> _Aim_
List every line of the entries below that contains the word "window".

(Coordinate annotation entries)

┄┄┄┄┄┄

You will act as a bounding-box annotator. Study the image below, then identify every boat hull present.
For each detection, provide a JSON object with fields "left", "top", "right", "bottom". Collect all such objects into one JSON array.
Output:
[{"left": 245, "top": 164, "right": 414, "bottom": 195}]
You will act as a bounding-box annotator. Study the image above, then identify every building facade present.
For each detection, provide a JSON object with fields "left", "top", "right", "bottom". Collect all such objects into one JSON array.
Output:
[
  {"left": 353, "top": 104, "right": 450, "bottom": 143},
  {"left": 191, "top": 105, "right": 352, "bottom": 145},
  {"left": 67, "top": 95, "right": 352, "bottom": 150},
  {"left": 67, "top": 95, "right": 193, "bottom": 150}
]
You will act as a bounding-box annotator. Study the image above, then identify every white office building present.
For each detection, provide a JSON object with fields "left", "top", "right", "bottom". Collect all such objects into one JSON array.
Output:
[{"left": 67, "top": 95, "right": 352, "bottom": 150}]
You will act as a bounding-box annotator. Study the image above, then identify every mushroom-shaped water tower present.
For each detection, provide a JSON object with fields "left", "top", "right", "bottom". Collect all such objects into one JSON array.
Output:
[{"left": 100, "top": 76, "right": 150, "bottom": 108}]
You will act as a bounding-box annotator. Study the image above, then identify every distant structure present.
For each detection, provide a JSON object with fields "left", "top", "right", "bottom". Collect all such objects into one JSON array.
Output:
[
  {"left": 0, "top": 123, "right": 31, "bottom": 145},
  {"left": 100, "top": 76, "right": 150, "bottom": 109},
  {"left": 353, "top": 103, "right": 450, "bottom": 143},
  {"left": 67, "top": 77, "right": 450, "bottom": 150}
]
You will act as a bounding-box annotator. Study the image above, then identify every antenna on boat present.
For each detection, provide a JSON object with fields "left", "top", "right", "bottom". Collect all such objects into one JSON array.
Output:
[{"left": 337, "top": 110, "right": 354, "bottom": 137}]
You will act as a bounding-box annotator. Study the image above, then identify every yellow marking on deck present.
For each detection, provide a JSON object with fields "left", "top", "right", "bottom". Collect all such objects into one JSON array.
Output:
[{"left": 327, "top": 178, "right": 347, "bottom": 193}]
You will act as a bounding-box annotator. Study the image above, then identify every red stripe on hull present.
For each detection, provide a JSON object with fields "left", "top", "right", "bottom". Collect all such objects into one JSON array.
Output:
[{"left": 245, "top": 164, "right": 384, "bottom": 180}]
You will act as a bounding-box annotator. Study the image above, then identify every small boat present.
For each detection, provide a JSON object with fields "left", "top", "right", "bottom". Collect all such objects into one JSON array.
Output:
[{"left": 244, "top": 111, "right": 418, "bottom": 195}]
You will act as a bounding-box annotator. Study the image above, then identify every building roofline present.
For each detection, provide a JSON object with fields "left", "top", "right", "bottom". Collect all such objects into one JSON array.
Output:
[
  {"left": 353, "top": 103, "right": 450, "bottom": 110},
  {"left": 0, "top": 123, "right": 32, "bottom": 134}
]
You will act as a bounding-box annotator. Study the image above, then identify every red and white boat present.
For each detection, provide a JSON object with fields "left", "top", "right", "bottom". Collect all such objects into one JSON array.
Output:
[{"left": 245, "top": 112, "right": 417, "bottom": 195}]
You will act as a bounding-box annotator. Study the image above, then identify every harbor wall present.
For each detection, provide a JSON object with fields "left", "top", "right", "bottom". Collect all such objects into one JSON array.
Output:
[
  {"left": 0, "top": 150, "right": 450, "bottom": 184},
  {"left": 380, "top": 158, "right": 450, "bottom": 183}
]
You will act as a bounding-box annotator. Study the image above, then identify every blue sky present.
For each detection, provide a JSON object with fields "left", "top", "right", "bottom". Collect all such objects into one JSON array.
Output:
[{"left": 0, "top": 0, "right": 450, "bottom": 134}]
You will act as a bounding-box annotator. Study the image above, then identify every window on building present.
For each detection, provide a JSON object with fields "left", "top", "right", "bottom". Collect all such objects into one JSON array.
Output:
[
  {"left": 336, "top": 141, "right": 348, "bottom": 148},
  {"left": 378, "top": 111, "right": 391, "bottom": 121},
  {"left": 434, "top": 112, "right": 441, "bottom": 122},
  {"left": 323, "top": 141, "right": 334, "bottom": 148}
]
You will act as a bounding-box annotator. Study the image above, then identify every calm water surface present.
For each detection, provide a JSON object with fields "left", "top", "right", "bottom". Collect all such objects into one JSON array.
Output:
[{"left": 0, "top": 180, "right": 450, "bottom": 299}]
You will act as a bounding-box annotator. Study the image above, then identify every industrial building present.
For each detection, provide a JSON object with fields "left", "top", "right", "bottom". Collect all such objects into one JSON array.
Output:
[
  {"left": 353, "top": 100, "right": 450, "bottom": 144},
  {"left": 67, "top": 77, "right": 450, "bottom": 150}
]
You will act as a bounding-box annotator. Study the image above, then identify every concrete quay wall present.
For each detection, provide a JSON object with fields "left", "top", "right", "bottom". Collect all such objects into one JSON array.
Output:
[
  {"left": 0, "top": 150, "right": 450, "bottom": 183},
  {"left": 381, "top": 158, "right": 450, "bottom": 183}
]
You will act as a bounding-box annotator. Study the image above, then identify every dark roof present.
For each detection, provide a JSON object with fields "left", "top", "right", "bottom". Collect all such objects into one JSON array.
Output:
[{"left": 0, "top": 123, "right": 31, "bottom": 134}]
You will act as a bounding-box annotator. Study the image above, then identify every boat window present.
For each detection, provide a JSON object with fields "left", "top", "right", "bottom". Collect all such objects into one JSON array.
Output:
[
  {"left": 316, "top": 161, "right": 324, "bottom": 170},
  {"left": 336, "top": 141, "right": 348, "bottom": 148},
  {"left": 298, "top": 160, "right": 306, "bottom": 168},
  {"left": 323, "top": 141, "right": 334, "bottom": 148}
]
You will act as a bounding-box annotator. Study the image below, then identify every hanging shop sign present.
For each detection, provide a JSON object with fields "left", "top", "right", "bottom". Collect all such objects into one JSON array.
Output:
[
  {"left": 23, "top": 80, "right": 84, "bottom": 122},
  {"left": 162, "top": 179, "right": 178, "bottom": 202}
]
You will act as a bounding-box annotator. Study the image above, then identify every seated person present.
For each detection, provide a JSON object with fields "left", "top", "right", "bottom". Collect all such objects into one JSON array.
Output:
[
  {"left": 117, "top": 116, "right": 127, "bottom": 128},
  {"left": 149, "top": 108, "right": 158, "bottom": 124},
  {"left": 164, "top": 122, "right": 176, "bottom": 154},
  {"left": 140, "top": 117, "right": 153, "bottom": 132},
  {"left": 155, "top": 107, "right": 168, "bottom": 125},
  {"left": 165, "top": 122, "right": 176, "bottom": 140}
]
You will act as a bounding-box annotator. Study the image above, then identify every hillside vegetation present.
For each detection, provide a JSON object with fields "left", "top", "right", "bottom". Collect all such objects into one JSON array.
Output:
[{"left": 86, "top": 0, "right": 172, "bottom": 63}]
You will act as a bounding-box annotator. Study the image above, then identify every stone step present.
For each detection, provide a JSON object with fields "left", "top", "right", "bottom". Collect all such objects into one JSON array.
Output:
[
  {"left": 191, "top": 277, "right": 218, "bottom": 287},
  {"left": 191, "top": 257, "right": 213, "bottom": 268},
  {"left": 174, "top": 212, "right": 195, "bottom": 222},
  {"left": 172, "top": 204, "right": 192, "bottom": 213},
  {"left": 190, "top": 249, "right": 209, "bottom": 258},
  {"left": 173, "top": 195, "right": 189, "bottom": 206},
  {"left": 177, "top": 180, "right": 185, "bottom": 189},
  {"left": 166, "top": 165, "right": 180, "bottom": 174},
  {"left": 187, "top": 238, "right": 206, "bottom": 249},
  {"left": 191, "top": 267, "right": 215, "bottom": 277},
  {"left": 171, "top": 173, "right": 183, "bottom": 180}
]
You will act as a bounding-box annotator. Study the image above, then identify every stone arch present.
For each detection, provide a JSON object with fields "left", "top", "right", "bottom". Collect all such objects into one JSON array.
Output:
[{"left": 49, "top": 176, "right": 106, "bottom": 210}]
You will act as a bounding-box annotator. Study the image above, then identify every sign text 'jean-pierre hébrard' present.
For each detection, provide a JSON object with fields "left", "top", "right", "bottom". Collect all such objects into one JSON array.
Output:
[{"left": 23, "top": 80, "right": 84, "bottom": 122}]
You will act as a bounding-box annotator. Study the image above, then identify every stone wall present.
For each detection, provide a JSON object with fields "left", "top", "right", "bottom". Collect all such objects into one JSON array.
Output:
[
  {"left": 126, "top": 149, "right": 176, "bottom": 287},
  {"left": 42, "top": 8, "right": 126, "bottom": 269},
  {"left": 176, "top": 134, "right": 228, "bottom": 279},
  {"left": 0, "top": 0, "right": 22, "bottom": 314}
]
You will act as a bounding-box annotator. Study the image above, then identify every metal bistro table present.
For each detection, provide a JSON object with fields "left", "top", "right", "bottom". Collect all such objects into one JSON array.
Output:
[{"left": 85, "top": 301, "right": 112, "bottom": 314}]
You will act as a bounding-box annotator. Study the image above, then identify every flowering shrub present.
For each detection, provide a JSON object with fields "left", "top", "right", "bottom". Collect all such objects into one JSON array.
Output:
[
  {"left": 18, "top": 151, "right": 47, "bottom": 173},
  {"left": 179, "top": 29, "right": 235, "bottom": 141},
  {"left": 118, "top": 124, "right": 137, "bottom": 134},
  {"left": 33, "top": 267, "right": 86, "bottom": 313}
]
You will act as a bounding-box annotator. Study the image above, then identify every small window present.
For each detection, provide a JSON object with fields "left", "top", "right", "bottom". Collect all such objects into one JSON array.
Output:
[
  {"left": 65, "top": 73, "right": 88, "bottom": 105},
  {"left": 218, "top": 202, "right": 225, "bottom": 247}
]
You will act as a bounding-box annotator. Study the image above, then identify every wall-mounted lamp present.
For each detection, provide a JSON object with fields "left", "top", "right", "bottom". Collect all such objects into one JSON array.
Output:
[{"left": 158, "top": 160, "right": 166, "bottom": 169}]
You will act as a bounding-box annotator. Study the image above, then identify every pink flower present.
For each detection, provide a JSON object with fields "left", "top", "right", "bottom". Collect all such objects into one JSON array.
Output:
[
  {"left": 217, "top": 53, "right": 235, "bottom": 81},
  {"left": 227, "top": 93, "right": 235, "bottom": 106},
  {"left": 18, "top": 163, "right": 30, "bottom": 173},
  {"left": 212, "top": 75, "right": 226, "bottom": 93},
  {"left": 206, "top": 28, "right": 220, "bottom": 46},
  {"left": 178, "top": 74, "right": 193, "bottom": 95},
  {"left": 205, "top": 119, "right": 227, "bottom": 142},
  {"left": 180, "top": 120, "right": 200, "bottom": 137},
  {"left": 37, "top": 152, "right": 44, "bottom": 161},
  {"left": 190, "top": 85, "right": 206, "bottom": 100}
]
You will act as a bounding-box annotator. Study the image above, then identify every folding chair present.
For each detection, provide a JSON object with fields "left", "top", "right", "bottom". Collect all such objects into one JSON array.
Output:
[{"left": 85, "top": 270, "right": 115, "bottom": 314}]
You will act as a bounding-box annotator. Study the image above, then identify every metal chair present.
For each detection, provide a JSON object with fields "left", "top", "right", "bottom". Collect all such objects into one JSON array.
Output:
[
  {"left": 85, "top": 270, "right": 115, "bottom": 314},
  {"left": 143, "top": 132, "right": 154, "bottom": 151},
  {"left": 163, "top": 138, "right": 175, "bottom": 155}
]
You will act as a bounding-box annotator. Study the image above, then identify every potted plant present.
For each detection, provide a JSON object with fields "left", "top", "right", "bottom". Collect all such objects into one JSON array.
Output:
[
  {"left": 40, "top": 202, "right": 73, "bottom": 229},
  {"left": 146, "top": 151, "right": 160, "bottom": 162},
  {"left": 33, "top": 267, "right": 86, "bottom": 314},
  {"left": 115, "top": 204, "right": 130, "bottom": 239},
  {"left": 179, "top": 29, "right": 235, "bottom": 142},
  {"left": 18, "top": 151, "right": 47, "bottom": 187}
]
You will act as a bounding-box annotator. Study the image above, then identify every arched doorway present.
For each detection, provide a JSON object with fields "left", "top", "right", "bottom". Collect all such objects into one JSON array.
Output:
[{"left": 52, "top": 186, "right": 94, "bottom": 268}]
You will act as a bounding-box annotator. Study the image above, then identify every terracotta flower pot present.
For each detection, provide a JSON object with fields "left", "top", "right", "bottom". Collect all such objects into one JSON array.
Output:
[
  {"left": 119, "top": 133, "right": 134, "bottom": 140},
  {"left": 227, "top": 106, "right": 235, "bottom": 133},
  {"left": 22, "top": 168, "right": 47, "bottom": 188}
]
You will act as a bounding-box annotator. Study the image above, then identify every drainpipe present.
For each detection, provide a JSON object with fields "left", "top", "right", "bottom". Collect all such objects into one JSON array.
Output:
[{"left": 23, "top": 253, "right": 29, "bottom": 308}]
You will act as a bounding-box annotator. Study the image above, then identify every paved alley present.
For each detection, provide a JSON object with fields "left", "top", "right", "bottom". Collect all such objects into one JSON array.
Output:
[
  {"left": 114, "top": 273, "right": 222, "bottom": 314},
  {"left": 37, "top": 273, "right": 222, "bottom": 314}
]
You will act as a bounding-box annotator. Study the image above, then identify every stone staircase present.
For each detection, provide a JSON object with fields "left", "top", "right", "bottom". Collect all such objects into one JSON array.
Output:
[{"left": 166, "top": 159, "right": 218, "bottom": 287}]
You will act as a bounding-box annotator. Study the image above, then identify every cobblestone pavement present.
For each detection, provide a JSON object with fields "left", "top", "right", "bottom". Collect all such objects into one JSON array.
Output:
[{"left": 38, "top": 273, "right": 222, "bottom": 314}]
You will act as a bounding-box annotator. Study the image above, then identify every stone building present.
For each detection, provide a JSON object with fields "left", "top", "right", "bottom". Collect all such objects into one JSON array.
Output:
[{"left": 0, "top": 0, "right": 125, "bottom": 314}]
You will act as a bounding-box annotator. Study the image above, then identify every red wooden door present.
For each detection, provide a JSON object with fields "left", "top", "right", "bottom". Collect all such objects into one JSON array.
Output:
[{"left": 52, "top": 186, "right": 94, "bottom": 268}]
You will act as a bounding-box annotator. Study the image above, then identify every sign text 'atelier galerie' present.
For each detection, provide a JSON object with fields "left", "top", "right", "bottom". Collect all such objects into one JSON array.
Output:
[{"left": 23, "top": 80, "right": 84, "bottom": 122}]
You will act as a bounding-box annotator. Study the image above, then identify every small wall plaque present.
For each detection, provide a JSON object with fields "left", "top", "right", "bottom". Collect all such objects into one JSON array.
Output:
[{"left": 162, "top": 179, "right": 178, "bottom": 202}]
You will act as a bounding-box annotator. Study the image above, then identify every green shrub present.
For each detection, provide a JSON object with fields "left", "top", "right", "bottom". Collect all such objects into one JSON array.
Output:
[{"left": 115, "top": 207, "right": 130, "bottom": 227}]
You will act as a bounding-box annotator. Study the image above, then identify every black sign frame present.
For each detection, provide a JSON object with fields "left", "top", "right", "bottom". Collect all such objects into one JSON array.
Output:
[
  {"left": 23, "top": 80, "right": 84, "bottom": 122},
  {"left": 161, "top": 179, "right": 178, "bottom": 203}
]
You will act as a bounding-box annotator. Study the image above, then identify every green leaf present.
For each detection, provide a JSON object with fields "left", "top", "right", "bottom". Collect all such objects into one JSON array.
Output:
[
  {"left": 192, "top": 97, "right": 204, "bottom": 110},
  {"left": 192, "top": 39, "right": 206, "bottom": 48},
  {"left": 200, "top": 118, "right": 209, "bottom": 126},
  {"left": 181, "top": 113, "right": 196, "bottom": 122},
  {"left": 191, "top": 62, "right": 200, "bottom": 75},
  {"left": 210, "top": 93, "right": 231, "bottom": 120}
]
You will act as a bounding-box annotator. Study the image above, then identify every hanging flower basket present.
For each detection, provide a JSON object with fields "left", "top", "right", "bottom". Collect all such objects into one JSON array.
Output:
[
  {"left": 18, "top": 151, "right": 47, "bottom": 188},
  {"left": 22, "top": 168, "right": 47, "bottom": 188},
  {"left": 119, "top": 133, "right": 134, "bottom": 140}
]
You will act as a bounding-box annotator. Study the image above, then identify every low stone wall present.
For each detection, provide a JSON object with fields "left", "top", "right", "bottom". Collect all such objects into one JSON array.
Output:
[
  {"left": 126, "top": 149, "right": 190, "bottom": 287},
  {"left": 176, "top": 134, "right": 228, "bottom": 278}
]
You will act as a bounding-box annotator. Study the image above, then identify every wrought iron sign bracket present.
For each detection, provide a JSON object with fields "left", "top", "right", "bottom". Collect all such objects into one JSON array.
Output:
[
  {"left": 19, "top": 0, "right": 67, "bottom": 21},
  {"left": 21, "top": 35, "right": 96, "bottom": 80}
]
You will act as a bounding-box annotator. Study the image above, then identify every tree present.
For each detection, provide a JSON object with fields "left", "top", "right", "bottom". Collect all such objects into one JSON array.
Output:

┄┄┄┄┄┄

> _Correct output_
You will act as a bounding-box annotator. Study the image above, then identify every window on building present.
You will act as a bounding-box annotator. Study the image above, then identify every boat window present.
You will act as a bounding-box annotator. Study the image above, then identify every small window present.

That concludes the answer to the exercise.